Consegna 1: Stampa il passo del testo sulla Gioconda che va dalle parole "La Gioconda è" fino alle parole "Francesco del Giocondo." comprese.
Consegna 2: Procedi con il testo sulla Gioconda, scrivendo il seguito dopo la sua ultima frase.

───── Estratto del documento

La Gioconda è il ritratto più famoso al mondo, opera del genio Leonardo da Vinci e “vive” al Museo del Louvre di Parigi, è dipinto su una tavola di pioppo alta 77 cm e larga 53, la superficie del quadro è attraversata da mezzo milione di piccolissime screpolature che rivelano la sua età; fu realizzata, infatti, intorno al 1504 e lo strato del dipinto si è conservato quasi integralmente. La donna rappresentata è Lisa Gherardini, vale a dire Monna Lisa, moglie del mercante Francesco del Giocondo.

Il capolavoro si antropomorfizza e appare sulla scena attraverso l’interpretazione intensa e vibrante dell’attrice e cantante Maria Letizia Gorga. “Nella mia prigione dorata la musica è una così grande consolazione…” dice Monna Lisa. Il monologo è altresì arricchito da brani come Muovesi l’Amante dello stesso Leonardo da Vinci, Les feuilles mortes di Joseph Kosma su parole di Jacques Prévert, Mona Lisa di Ray Evans e Jay Livingston, Come Monnalisa di Mango, Monna Lisa di Ivan Graziani e altri, eseguiti dalla voce profonda della Gorga che racconta la storia di uno sguardo femminile che percorre cinquecento anni della sua vita. Monna Lisa diventa un io narrante consapevole e, attraverso la gestualità, la vocalità, lo sguardo, le mani, i piedi nudi e perfino i capelli lunghi dell’attrice che si animano, dà voce alla propria umanità.

E’ la storia di una donna rivolta ad uno “ieri e allora”, per arrivare al contemporaneo e più esattamente al presente indicativo e, quindi, al suo “qui ed ora”. “Anche io sono stata oltraggiata”, ricorda Monna Lisa, riferendosi al lancio di una pietra da parte di uno squilibrato nel 1956, o quando una donna in Giappone le spruzzò vernice rossa, per fortuna, senza centrarla, oppure quando il suo dipinto venne rubato. Conosciamo così, a poco a poco, la storia rocambolesca, avvincente, del ritratto più famoso al mondo, da un altro punto di vista, pensando al tempo stesso a ogni singola donna che, ogni giorno, in ogni parte del mondo, subisce un atto di violenza psicologica o fisica.

──────────
───── Dati forniti

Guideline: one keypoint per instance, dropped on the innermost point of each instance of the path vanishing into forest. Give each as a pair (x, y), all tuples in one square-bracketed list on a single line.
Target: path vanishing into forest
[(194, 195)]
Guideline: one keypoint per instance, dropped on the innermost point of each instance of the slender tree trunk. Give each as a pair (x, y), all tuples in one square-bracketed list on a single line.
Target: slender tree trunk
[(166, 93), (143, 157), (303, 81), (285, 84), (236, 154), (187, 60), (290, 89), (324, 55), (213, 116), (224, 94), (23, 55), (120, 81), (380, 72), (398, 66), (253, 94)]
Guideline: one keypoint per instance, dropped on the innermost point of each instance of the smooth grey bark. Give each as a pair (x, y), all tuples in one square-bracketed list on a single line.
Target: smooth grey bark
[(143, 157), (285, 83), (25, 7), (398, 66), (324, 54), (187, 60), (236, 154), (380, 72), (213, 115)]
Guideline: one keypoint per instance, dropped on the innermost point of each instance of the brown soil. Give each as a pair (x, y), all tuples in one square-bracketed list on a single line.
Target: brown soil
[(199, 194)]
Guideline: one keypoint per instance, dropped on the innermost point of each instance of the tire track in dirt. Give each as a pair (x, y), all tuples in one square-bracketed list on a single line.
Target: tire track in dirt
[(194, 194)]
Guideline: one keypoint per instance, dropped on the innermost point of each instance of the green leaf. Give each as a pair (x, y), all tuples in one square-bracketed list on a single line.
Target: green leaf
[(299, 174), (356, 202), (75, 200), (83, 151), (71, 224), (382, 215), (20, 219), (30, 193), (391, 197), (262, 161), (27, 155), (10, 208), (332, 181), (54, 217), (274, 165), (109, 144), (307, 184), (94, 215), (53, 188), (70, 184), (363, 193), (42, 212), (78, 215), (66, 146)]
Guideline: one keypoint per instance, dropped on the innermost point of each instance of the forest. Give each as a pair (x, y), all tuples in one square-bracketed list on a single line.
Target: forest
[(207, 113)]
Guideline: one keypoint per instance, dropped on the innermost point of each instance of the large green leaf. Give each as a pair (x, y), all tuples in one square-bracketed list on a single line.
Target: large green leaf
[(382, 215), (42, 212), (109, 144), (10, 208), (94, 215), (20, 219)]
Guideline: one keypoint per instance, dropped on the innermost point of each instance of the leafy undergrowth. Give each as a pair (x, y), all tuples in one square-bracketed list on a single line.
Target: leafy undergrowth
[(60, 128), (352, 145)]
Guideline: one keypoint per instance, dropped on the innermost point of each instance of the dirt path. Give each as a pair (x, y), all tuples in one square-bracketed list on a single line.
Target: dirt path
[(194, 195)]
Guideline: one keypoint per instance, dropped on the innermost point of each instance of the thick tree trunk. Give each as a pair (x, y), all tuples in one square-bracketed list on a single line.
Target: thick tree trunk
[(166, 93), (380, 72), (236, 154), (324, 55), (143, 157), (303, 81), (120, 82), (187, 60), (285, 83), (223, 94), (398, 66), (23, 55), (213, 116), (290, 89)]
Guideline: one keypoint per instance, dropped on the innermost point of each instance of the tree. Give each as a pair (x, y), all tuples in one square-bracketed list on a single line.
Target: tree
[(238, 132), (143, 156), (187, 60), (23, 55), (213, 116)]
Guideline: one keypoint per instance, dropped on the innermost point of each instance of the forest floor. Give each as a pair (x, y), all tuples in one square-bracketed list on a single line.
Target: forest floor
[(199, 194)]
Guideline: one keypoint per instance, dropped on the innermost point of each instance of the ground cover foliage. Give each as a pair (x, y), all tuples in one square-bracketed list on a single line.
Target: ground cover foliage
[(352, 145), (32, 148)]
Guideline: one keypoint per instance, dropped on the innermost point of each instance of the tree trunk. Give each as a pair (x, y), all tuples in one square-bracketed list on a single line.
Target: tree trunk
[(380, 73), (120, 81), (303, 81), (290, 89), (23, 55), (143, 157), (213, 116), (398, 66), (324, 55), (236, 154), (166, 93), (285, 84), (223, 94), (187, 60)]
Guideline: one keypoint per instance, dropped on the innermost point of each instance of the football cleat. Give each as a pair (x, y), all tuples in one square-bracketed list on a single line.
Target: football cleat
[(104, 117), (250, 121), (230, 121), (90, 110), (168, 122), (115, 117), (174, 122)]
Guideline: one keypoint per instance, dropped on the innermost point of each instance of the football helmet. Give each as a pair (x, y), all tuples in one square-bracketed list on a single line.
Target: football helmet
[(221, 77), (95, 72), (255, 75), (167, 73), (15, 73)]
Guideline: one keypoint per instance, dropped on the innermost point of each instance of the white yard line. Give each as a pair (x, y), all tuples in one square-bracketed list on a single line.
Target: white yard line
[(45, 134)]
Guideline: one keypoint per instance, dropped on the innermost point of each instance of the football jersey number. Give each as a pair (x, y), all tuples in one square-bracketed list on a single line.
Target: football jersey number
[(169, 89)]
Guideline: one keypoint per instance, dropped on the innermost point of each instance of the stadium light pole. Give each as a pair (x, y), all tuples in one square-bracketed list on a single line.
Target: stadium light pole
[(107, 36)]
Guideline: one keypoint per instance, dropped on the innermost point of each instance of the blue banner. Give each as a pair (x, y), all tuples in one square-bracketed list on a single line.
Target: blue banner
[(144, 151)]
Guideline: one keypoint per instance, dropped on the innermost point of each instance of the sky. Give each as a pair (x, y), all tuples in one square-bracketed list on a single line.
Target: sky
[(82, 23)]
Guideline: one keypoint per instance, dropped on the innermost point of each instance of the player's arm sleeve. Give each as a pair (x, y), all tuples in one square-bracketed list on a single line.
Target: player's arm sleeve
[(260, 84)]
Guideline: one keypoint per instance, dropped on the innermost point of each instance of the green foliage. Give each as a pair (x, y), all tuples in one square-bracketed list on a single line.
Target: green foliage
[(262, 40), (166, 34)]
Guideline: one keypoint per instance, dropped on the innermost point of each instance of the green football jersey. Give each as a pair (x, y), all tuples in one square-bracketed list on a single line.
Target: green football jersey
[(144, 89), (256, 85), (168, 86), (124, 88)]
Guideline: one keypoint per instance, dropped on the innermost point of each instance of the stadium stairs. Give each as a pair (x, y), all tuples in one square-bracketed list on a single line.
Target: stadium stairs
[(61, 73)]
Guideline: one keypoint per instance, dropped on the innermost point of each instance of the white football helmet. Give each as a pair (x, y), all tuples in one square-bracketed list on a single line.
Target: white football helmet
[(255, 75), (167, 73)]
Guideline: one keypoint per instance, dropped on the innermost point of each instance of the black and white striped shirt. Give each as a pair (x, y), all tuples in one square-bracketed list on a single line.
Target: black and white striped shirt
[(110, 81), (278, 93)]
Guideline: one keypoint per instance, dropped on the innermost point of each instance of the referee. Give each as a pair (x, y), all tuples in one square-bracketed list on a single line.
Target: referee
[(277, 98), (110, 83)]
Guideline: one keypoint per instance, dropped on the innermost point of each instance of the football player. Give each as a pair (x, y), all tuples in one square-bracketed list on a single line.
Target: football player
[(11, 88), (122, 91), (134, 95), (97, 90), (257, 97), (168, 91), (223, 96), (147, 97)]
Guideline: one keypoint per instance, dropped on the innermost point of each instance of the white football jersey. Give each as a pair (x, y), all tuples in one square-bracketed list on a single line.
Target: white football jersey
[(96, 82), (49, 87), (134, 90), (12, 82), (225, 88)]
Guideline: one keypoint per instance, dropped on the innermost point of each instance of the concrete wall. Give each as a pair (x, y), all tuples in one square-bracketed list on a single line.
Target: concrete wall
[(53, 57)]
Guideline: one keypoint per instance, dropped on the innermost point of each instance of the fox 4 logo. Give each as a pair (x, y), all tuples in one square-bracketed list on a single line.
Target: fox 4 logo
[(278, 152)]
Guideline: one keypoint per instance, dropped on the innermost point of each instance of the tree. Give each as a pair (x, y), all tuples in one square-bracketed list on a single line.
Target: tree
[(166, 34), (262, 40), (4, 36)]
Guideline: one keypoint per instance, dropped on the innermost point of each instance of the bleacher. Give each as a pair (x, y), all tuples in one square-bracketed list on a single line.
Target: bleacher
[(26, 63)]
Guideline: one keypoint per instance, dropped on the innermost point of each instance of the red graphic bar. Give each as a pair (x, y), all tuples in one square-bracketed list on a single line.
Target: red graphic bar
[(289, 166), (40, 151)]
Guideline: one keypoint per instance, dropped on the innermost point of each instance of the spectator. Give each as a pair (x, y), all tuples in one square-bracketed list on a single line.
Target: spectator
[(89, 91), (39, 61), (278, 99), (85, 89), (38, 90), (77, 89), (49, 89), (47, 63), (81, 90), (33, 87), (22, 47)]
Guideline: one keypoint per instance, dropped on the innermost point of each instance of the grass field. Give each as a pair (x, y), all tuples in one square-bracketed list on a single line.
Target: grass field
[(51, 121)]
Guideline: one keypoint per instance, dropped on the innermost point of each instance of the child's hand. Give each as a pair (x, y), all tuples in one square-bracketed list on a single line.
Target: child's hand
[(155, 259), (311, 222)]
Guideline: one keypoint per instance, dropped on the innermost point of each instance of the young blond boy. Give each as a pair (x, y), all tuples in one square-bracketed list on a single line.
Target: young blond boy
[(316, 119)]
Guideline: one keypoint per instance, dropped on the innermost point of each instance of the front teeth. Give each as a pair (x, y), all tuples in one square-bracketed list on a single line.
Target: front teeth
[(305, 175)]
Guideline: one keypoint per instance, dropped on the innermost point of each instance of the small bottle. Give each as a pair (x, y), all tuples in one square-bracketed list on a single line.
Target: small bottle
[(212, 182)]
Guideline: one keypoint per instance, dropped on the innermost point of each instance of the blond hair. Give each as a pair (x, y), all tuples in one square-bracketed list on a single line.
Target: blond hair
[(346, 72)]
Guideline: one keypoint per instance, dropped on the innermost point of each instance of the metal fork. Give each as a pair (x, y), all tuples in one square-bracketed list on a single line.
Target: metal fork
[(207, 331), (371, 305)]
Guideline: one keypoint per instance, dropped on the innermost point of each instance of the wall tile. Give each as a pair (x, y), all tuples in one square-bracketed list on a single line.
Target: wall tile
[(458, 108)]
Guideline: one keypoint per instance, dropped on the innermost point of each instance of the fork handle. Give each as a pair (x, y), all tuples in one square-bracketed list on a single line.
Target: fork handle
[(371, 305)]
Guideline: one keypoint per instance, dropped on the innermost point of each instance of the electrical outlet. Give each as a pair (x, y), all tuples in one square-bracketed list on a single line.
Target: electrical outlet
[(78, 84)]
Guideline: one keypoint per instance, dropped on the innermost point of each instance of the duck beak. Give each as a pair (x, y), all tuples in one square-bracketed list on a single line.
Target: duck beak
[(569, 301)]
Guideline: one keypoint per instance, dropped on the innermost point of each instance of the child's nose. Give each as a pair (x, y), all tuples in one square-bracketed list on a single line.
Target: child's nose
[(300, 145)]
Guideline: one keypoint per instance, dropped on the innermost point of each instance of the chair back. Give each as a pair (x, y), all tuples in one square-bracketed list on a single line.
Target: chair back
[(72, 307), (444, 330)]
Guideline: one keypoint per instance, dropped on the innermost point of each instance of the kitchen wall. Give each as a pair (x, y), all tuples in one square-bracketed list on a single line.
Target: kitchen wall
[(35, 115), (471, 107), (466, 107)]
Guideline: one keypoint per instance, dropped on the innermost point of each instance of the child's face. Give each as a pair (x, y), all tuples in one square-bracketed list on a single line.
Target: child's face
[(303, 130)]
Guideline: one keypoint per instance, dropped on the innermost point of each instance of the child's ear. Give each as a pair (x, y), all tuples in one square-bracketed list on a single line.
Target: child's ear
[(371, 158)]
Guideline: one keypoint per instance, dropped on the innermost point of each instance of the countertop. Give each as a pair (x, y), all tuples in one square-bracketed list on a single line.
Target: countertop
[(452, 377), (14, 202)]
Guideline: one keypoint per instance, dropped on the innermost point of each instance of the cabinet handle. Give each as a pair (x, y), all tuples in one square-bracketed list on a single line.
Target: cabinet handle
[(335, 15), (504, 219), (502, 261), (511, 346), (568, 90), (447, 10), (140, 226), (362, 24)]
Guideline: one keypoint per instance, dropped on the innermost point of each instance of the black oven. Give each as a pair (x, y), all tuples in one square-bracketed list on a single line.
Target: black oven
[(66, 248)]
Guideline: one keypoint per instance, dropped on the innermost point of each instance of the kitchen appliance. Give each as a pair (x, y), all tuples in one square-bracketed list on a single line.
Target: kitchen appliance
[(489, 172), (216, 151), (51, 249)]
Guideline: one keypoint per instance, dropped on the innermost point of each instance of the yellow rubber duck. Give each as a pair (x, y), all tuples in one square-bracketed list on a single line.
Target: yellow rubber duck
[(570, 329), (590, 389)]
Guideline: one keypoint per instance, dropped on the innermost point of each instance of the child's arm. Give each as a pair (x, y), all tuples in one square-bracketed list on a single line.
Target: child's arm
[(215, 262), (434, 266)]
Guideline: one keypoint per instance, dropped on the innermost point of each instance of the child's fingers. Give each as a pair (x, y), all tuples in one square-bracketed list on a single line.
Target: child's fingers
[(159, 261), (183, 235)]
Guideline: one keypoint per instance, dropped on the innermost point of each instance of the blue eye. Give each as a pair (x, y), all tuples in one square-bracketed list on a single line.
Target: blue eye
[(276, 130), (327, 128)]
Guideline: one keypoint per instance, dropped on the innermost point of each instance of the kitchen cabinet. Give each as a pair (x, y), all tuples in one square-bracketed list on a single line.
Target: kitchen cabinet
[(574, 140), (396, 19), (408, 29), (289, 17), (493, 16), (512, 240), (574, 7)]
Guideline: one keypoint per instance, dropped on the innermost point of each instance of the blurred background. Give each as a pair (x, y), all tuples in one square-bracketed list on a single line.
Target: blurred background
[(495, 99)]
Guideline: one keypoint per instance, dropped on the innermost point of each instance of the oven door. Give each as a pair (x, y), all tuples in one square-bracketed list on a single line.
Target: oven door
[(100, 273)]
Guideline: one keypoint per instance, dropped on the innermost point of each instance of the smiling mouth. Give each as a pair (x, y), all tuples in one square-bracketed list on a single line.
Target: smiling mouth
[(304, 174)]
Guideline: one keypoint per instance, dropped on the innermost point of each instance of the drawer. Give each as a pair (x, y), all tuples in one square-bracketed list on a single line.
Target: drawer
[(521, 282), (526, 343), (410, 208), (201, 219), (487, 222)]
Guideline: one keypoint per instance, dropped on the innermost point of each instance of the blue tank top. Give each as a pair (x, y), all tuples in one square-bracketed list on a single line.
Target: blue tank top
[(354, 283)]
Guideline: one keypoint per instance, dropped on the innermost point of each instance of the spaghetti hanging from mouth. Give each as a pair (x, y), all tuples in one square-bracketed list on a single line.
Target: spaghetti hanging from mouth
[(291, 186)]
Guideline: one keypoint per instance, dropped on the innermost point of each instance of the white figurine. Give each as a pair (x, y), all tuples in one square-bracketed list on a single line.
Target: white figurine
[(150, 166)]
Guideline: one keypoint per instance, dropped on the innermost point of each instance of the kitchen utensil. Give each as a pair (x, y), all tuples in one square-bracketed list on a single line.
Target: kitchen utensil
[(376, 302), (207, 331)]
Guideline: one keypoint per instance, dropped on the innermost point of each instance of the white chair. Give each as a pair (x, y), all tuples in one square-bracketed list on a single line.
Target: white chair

──────────

Risultato 1:
La Gioconda è il ritratto più famoso al mondo, opera del genio Leonardo da Vinci e “vive” al Museo del Louvre di Parigi, è dipinto su una tavola di pioppo alta 77 cm e larga 53, la superficie del quadro è attraversata da mezzo milione di piccolissime screpolature che rivelano la sua età; fu realizzata, infatti, intorno al 1504 e lo strato del dipinto si è conservato quasi integralmente. La donna rappresentata è Lisa Gherardini, vale a dire Monna Lisa, moglie del mercante Francesco del Giocondo.

Risultato 2:
Misterioso ed enigmatico il suo sorriso quanto profondi e vivi i suoi occhi, che ti seguono ovunque. L’attitudine voyeuristica di Monna Lisa-Gorga ci rivela l’avventura di uno sguardo sulla Storia, ma anche di uno sguardo che guarda lo sguardo. Interessante come attraverso il focus su  questa figura femminile cinquecentesca, in realtà Maria Letizia Gorga parli di una Gioconda invisibile, non percepita, che può essere presente in tutte le donne: quando una donna si allontana dalla propria essenza o centro vitale, quando viene scrutata troppo nella sua intimità, quando una donna viene piacevolmente sedotta, ma anche quando una donna viene riconosciuta e accolta per la sua intelligenza, per le sue capacità, per quello che lei è e per quello che fa.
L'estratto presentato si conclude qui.